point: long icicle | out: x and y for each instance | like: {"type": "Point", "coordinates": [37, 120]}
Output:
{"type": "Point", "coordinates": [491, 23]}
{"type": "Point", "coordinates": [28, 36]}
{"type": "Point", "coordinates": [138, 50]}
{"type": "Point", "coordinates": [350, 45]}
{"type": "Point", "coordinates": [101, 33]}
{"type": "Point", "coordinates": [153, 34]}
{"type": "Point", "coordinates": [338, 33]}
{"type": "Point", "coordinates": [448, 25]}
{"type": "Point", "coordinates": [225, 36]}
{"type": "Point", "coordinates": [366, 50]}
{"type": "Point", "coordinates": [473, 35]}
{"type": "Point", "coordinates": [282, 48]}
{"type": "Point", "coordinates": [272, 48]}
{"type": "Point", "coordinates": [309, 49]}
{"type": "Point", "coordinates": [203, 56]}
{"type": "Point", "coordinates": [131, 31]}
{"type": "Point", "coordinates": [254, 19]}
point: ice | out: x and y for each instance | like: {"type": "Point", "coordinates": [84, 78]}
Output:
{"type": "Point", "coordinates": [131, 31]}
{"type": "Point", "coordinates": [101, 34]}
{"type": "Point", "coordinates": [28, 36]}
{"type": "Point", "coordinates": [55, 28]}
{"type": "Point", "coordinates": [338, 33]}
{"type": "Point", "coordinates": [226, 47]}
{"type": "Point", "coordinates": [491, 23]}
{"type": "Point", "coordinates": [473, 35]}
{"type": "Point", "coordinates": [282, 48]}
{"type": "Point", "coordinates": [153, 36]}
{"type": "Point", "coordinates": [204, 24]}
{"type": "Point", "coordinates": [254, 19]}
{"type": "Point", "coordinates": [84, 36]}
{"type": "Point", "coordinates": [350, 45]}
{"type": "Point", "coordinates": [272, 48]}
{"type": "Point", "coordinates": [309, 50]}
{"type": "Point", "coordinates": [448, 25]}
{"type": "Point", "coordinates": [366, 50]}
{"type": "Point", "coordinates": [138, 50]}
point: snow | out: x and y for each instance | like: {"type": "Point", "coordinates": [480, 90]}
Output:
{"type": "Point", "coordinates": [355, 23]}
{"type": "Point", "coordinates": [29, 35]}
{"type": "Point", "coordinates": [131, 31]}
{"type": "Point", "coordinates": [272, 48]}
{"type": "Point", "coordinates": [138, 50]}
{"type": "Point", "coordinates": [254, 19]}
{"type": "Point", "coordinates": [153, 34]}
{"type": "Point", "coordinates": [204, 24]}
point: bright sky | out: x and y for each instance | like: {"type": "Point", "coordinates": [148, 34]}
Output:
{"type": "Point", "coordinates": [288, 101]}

────────────────────

» **WHAT YOU SHOULD DO**
Wherever the string "each" occurs in the records above, copy that line.

» **WRITTEN ANSWER**
point: long icicle | out: x and y for each instance | like: {"type": "Point", "coordinates": [37, 120]}
point: ice | out: x and y for each instance | like: {"type": "Point", "coordinates": [84, 78]}
point: snow | out: x and y for each instance | like: {"type": "Point", "coordinates": [480, 90]}
point: bright sky | out: x and y for each instance | like: {"type": "Point", "coordinates": [148, 34]}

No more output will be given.